[Pointing dataset records]

=-=-=

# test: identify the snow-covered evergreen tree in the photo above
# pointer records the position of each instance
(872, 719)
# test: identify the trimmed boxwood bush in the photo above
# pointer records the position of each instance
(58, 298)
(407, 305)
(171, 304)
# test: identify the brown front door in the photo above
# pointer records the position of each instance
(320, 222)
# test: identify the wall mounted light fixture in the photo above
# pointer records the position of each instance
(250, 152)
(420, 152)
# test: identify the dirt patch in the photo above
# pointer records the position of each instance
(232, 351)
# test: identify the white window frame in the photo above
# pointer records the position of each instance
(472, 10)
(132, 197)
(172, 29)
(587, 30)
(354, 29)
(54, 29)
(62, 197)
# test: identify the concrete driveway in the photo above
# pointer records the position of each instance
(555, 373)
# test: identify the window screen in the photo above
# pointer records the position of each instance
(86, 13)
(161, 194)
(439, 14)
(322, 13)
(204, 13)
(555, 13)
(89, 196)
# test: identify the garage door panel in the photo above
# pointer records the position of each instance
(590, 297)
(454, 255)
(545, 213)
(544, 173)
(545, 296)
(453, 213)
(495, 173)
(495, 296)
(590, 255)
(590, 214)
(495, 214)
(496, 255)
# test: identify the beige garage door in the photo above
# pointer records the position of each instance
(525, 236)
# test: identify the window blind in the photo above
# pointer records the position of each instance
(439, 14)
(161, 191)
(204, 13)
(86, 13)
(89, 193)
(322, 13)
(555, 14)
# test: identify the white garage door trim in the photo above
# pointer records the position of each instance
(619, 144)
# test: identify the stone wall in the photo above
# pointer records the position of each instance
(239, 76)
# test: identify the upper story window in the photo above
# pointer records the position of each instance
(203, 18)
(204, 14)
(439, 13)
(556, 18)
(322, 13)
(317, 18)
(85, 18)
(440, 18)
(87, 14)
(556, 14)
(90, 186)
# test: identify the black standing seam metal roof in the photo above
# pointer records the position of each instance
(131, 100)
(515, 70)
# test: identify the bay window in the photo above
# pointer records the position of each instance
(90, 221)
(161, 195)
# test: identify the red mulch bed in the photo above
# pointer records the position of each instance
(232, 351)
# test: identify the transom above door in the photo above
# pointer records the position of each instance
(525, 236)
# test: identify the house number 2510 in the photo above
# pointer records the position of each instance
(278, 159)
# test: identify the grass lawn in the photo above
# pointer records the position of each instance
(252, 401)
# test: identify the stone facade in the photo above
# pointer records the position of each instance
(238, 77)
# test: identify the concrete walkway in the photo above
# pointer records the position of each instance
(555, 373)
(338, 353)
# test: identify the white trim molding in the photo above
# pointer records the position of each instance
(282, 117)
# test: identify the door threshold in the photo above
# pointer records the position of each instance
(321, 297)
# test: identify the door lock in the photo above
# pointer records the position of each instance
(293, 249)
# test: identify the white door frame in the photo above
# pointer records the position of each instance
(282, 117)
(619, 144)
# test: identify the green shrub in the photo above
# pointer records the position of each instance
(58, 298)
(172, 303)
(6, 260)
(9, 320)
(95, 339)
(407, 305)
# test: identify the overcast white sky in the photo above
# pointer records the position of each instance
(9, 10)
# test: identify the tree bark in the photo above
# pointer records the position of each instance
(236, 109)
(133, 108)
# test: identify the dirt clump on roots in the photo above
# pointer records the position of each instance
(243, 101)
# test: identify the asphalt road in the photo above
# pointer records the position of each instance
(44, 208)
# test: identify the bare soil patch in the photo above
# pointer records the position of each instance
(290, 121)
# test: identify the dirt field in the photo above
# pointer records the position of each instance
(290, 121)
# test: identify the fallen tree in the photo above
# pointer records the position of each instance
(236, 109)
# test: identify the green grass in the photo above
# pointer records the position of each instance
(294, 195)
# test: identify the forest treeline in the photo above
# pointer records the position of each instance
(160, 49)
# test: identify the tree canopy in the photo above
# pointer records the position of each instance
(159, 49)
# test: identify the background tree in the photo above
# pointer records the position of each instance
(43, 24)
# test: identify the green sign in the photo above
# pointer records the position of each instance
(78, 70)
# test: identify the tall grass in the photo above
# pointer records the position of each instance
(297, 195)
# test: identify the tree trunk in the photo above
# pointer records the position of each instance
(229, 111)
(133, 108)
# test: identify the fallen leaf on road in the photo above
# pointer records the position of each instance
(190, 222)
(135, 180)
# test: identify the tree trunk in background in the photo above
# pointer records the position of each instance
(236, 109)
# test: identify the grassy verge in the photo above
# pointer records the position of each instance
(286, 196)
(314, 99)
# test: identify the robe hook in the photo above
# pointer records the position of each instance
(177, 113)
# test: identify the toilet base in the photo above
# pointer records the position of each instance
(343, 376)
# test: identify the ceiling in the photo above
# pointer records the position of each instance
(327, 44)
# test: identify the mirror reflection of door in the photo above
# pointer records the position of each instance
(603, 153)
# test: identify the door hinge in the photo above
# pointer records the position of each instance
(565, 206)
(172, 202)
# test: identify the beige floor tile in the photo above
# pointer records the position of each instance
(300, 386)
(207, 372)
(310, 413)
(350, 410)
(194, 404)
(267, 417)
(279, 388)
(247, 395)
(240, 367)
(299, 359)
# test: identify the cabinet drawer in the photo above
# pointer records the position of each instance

=-=-=

# [STATED EXERCISE]
Repeat the line that contains "# test: identify the robe", then every line after it until the records end, with nothing added.

# [SOLUTION FOR THIS EXERCISE]
# test: identify the robe hook in the photo above
# pointer records the position of each instance
(177, 113)
# test: identify the toilet base in the photo above
# pointer records the position of each instance
(343, 376)
# test: identify the ceiling in the photo above
# pointer records the position of each instance
(327, 44)
# test: identify the mirror reflection of door in the photo above
# pointer records the position of each instance
(603, 153)
# test: identify the door hinge in the photo above
# pointer records the position of each instance
(565, 206)
(172, 202)
# test: identify the beige floor tile in the photo above
# pointer records the position of each instance
(300, 386)
(207, 372)
(310, 413)
(350, 410)
(194, 404)
(267, 417)
(279, 388)
(247, 395)
(240, 367)
(299, 359)
# test: identify the cabinet drawer in the photo above
# pointer records the position of each instance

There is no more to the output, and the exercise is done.